**What the task requires:**
Rewrite the lines of every item below, replacing "instance" with "occurrence" and keeping everything else the same. Omit the pictures from your output.

* START Records provided *

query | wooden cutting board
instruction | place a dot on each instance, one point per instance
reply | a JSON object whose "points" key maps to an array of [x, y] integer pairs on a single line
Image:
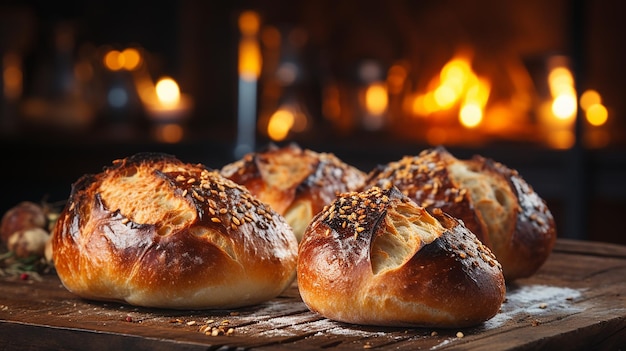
{"points": [[576, 301]]}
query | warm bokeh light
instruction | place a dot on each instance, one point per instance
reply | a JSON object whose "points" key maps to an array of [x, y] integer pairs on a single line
{"points": [[564, 106], [560, 80], [563, 92], [445, 96], [167, 91], [471, 115], [376, 99], [597, 115], [279, 124], [249, 23], [131, 59]]}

* END Records provided *

**Solved problem:**
query | wooden cutting board
instruction | place a dot on each occurrence, one point per occurrence
reply | a JSON object whose "points" key maps to an array of [x, y] integer pairs on a single line
Image:
{"points": [[576, 301]]}
query | warm bokeh light
instruction | place a dot on each occurrence, one point per occurrence
reply | a JSON object whose "points" key maps to an array of [x, y] integer pairs on a single line
{"points": [[564, 106], [560, 80], [563, 92], [445, 96], [167, 91], [471, 115], [376, 99], [597, 115], [279, 124], [249, 23], [131, 59]]}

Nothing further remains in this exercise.